■ **TEXT PROVIDED**
** Begin **

What is the heartbeat timeout? If it is not set the heartbeats are ignored.

heartbeat timeout is set to 2 * time.Minute

Would you post the history of such a stuck workflow?

see json export here

between 1:42 and 2:05 and 2:25 - 2:48 nothing happened

Could you post the eventId of these events? The timestamps in the JSON version of the history are not as friendly.

Most visible on 2848/2849
others 2812/2813 and 2824/2825

best way to grep for “activity timeout” - all those activities took extremely high amount of time between start and completion.

For example expected time of execution is like 2655/2656.

I has nothing to do with CPU throttling - both CPU on temporal and activity executor were almost idle at the time of execution

I do also have persistence errors on GetTasks even if no workflows are running - may it be related/expected?

I don’t see anything wrong from the Temporal side. The activity was scheduled at 1622115270 (11:34:30 AM). Then it timed out due to TIMEOUT_TYPE_HEARTBEAT and then retried at 1622115573 (11:39:33 AM) and completed successfully at 1622119682 (12:48:02 PM).

I found 21 activity that has attempt == 2. So there were quite a few retries that contributed to the latency.

  {
    "eventId": "12",
    "eventTime": {
      "seconds": "1622115270",
      "nanos": 334989911
    },
    "eventType": "EVENT_TYPE_ACTIVITY_TASK_SCHEDULED",
    "version": "0",
    "taskId": "2468347920",
    "activityTaskScheduledEventAttributes": {
      "activityId": "12",
      "activityType": {
        "name": "fcm-sending"
      },
      "namespace": "",
      "taskQueue": {
        "name": "pns-push",
        "kind": "TASK_QUEUE_KIND_NORMAL"
      },
      "header": {
        "fields": {}
      },
      "input": {
          ...

** End **

Rewrite the part of the heartbeat timeout thread above that begins at the words "Could you post" and stops after "start and completion.", putting "event times" wherever "timestamps" appears.

■ **Lines from a point labeling set**
** Begin **

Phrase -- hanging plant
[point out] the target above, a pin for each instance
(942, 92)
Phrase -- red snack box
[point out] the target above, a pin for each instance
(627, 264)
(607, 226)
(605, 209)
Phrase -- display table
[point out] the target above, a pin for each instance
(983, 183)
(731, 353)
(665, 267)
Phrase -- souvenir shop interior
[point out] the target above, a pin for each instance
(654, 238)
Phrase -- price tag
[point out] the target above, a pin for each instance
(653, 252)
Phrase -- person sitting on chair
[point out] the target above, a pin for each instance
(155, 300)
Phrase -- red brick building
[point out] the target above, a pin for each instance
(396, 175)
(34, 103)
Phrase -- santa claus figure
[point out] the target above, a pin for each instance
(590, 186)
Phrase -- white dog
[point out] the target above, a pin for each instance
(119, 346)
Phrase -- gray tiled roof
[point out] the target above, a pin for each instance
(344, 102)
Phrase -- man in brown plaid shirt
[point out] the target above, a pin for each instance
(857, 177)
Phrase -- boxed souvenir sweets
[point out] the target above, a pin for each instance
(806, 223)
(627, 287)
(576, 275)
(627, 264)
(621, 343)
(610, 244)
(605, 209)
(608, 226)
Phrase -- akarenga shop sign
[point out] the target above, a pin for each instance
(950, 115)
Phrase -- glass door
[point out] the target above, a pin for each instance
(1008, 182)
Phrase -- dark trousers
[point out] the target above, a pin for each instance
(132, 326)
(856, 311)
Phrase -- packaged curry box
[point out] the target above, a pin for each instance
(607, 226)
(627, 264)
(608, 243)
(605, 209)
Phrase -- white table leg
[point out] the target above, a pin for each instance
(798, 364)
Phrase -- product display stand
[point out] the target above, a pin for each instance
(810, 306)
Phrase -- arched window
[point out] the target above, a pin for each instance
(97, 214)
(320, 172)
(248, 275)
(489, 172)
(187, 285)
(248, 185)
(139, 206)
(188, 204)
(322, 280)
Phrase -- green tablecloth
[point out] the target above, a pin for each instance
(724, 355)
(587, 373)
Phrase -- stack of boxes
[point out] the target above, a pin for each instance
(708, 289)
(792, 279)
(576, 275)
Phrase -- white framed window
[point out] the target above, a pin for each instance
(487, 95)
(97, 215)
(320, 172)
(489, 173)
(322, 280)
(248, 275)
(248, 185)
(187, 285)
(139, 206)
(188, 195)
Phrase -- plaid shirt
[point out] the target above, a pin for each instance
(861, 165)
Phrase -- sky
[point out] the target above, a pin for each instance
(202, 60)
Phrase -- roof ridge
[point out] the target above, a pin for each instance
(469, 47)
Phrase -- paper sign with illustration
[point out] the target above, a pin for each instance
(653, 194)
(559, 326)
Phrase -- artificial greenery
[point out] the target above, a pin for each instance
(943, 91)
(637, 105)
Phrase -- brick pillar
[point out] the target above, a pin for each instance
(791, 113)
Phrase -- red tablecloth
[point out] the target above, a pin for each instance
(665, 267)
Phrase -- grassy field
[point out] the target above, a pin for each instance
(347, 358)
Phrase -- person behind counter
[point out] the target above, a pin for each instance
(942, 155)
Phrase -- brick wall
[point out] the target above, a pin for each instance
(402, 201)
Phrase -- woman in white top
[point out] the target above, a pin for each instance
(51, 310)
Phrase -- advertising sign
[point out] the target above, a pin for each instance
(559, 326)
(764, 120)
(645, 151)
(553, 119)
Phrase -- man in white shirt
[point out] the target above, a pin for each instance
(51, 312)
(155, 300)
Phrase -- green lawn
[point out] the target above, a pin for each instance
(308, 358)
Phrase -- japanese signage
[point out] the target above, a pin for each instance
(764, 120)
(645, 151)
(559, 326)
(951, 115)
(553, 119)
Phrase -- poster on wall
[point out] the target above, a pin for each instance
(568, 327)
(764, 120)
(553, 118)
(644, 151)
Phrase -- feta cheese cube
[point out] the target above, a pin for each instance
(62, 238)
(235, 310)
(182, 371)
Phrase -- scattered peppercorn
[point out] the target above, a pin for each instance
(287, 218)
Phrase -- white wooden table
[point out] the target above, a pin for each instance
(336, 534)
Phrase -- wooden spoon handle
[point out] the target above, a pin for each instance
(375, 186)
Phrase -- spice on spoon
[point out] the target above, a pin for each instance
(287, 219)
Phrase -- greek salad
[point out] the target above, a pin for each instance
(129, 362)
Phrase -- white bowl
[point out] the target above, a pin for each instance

** End **

■ **SOLUTION**
Could you post the eventId of these events? The event times in the JSON version of the history are not as friendly.

Most visible on 2848/2849
others 2812/2813 and 2824/2825

best way to grep for “activity timeout” - all those activities took extremely high amount of time between start and completion.